(Natural language region descriptions)

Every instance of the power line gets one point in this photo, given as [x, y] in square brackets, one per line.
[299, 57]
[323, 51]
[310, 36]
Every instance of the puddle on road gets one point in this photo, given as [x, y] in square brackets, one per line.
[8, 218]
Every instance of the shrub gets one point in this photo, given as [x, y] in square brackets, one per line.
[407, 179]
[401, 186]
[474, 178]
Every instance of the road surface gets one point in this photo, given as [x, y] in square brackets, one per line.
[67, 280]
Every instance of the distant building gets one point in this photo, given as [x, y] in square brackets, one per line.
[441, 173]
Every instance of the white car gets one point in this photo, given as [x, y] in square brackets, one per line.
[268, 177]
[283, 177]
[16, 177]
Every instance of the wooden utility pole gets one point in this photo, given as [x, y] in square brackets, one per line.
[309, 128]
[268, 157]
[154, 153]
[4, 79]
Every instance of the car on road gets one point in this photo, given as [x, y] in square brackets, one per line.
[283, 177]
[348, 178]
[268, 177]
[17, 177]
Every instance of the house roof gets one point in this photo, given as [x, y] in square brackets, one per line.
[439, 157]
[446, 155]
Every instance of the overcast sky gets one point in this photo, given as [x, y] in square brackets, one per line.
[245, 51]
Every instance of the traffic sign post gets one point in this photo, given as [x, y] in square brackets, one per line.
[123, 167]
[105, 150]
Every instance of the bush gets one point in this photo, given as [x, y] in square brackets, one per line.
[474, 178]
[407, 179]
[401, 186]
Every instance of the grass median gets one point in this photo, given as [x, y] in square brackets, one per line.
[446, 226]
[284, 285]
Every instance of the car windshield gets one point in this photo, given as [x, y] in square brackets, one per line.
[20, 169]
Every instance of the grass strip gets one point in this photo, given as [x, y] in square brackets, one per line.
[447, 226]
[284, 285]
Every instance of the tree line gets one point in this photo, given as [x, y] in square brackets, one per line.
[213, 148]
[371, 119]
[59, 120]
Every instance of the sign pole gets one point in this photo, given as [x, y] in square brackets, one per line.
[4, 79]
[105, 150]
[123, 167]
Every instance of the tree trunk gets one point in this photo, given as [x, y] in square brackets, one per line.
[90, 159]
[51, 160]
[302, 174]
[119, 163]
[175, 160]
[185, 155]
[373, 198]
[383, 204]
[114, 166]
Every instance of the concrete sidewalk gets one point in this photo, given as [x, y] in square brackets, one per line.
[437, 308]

--- WHAT THE EXERCISE ASKS ---
Each line from the one with "Every instance of the car windshield" through the end of the entries above is to be returned word for word. Nothing else belongs in the answer.

--- WRITTEN ANSWER ---
Every instance of the car windshield gets one point in this photo, given as [x, y] in square brackets, one per line.
[20, 169]
Every instance of the grass strip gets one point in this photo, given as [x, y] in square brackets, one per line.
[447, 226]
[284, 285]
Every instance of the tree line gets one point in this photo, given as [x, y] in square brackets, one per line.
[213, 148]
[371, 119]
[59, 120]
Every instance of the sign pole gets one point in this photo, given as [x, y] in square brackets, one per line.
[4, 79]
[105, 150]
[123, 167]
Every instance of the tree trunk gets one point in this photo, given as [x, y] in square brackets, one per line.
[90, 159]
[51, 160]
[302, 174]
[119, 163]
[175, 160]
[185, 155]
[373, 198]
[383, 204]
[114, 166]
Every instance of the concrete sidewalk gets one point in this photo, given as [x, y] in square brackets, one per line.
[437, 308]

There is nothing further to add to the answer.